» Work instructions:
a: In the essay on curve-based performance management, what percentage of a typical technology company's staff are knowledge workers?
b: Reproduce the passage of the essay on curve-based performance management starting with "I am not against" and going on through "becoming better followers.".
c: Which kinds of GA type workers does the essay on curve-based performance management list?

» Document excerpt:
================

A technology company is typically ~95% knowledge workers, i.e. people who are creating virtual products and the remaining 5% are GA type workers, i.e. finance, admins, workplace resources, HR.  The knowledge workers are, generally, highly educated and, especially for the top tier technology companies, from the top of the class from top schools.  Tech leadership followed Mr. Welch’s book and instituted curve based performance management.  Curve based employee management works well when you sample the entire curve of employees available as detailed earlier; however, when you are only sampling the top 5% of the employee curve, it fails.  The following is a gedankenexperiment to illustrate why the curve based approach is out of context when it comes to knowledge based workers in technology companies.

My experiment will use the the simple mathematical principle of exploring how a system reacts as you take the limit to the extreme.  Imagine I am the leader of a very fortunate group that employs the 20 best knowledge workers on the planet.  It is time to for employee performance management and my company has a  10/25/50/10/5 performance curve.  In addition, the people in the bottom 5% are required to be let go and replaced.  In my super group, the 20th best knowledge worker in the world has to be let go and replaced with … the 21st best knowledge worker in the world (if available!)  In this instance, the curve based employee performance management tool is hurting the quality of my group by forcing me to replace a superior employee with an inferior employee and seriously messing with the morale of the remaining people who weren’t ranked in the top 10%.  Imagine how fun the conversation is with the 3rd best knowledge worker in the world when you tell her that she’s pretty good but not a star.  Pretty ridiculous sounding in the context of this extreme example. For the previous thought gedankenexperiment, if I, the leader, instead of reading a leadership book, listened to the data pouring out from my team I could have gone a different route in my performance management and avoided some unnecessary hardship and detuning of a high powered team.

I am not against leadership books or the people who write them nor am I against the people who read the books and practice leadership.  I just find the people who read the books and enact what they learn out of context as very curious.  In the leadership book  readers attempt to become better leaders, they are actually becoming better followers.

================

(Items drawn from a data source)
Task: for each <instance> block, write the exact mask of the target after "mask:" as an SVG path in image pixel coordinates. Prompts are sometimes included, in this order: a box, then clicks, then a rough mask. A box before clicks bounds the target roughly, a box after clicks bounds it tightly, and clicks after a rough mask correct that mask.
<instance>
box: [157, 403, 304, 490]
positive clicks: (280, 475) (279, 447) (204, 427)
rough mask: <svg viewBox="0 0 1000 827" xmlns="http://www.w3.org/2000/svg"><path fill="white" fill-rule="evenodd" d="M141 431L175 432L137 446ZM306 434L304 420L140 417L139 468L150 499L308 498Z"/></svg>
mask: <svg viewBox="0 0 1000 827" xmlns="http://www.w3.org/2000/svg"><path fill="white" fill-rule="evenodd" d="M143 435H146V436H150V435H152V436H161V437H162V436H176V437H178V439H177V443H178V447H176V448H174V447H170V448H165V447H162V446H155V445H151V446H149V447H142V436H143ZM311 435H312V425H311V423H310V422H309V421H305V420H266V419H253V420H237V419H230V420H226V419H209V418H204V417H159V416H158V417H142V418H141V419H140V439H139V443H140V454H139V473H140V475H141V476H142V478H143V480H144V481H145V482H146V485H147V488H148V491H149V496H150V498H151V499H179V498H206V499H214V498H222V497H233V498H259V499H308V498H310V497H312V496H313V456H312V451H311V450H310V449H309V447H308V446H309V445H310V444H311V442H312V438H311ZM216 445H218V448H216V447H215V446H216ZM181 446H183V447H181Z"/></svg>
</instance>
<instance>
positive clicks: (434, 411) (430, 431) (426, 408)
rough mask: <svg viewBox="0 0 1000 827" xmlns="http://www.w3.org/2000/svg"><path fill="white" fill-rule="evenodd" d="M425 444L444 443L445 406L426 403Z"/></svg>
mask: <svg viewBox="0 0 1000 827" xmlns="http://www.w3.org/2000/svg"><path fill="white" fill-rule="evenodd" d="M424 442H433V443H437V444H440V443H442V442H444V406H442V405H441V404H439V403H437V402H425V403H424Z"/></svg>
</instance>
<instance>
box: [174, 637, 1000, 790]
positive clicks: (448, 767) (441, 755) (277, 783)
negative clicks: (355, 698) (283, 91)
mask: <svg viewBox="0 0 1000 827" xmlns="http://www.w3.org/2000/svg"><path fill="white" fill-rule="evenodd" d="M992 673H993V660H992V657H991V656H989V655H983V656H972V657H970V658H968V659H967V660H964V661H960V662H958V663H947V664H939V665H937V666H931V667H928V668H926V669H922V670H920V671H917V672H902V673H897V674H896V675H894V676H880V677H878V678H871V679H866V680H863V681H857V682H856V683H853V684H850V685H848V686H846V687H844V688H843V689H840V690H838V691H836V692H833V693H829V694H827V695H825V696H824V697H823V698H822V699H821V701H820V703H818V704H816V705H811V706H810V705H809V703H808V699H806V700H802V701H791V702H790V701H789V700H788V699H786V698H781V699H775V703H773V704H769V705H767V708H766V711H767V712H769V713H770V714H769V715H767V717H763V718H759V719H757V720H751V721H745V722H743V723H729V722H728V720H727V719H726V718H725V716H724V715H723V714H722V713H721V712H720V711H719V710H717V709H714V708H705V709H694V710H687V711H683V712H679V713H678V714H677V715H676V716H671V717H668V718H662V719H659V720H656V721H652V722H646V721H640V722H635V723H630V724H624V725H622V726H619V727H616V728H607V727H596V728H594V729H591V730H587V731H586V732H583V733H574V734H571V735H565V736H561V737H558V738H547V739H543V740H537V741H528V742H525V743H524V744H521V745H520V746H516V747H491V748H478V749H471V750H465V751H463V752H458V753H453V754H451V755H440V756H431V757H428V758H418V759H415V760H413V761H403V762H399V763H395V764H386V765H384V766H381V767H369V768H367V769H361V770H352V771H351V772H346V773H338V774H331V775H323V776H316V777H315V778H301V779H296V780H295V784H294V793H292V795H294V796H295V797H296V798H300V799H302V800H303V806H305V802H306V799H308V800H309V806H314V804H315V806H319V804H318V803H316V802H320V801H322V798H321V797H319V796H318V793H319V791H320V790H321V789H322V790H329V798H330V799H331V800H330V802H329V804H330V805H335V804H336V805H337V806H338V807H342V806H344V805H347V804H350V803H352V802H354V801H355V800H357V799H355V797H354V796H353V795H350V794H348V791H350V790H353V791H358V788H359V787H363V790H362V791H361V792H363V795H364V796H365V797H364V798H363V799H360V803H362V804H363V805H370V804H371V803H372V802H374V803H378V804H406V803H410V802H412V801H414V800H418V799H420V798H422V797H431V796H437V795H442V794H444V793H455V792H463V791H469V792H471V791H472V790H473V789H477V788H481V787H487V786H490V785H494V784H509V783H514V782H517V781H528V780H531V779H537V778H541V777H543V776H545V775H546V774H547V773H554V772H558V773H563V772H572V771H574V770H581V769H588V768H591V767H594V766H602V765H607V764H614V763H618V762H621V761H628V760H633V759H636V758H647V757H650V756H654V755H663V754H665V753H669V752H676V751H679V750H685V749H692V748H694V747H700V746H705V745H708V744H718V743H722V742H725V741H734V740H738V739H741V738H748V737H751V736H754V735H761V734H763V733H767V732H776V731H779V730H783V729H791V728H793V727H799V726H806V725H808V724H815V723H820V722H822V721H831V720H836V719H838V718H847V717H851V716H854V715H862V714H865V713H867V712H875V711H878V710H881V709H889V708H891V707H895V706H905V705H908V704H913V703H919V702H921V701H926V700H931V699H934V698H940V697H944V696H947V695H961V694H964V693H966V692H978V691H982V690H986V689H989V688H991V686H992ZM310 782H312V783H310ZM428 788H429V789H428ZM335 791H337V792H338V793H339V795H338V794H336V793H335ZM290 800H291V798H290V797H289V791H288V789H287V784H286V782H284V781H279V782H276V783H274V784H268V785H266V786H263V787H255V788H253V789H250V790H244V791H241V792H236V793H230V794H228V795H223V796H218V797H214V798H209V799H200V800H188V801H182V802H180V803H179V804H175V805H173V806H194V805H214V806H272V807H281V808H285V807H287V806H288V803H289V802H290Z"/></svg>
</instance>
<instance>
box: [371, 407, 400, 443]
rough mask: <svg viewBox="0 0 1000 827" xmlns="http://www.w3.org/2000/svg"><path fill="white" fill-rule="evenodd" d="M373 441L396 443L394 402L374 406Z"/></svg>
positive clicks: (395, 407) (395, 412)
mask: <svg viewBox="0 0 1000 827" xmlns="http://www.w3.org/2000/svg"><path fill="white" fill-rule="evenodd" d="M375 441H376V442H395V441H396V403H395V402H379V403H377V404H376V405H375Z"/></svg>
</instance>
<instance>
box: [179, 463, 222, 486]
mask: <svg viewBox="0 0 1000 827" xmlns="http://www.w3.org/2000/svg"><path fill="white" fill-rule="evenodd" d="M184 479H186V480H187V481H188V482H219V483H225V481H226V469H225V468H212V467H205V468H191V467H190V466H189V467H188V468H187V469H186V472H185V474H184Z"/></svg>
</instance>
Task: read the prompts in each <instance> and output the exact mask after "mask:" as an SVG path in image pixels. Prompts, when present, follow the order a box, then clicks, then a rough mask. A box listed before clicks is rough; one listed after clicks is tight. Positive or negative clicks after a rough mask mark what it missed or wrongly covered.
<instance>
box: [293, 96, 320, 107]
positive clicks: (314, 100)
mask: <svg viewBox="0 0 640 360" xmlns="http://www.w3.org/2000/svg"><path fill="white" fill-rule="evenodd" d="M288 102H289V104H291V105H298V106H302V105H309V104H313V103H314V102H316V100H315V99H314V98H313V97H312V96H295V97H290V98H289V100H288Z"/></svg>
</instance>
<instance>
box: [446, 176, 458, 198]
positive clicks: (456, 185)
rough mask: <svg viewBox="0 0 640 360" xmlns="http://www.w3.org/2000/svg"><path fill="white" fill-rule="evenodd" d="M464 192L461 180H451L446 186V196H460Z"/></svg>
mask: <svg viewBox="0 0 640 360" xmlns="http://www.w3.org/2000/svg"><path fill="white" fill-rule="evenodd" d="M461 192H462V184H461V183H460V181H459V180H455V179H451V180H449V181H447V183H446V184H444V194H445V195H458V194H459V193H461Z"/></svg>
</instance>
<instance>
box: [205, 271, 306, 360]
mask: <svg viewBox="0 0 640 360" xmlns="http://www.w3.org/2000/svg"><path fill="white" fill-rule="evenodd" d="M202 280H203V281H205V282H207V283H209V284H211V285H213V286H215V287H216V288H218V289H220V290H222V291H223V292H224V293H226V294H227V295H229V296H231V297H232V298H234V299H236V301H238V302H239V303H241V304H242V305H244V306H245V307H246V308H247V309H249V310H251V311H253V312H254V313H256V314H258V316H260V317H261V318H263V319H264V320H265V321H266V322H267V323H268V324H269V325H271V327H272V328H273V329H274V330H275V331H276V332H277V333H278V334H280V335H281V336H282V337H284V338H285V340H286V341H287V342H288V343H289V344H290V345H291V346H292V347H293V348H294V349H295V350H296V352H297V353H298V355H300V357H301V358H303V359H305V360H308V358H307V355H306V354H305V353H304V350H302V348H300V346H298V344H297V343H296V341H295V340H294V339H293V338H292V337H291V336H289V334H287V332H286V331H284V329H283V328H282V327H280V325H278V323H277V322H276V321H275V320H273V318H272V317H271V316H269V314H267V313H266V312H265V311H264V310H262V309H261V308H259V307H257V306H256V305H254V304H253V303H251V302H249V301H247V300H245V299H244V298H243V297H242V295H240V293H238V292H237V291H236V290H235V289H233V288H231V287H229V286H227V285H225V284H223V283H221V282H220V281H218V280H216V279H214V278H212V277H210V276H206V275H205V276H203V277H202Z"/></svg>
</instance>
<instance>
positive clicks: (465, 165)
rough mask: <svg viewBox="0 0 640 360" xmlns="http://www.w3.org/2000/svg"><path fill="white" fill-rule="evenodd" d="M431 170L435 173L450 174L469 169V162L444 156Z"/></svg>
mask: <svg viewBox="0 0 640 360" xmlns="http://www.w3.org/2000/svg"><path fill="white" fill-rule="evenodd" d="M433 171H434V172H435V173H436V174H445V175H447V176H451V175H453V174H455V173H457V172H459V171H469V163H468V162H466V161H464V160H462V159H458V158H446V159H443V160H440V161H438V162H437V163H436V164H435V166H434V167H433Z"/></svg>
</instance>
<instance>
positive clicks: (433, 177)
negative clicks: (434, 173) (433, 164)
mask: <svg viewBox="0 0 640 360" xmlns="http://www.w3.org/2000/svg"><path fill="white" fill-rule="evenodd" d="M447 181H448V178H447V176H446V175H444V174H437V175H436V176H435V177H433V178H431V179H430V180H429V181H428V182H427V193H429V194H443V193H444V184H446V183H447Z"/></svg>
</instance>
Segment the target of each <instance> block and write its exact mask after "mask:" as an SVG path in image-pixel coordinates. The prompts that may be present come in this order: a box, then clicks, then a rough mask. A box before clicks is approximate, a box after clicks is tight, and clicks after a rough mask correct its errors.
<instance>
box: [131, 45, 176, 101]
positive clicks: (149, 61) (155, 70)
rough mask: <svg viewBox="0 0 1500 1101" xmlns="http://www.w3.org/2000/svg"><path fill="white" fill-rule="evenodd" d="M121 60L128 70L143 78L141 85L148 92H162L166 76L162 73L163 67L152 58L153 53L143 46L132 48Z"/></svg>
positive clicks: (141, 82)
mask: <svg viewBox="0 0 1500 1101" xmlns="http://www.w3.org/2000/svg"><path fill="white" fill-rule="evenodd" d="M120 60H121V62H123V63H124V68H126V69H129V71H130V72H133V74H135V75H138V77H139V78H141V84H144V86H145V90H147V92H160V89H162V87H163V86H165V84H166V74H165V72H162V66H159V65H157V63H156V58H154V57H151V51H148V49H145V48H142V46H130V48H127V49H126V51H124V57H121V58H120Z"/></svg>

================

» Solutions in order:
a: About 95%.

b:
I am not against leadership books or the people who write them nor am I against the people who read the books and practice leadership.  I just find the people who read the books and enact what they learn out of context as very curious.  In the leadership book  readers attempt to become better leaders, they are actually becoming better followers.

c: Finance, admins, workplace resources, HR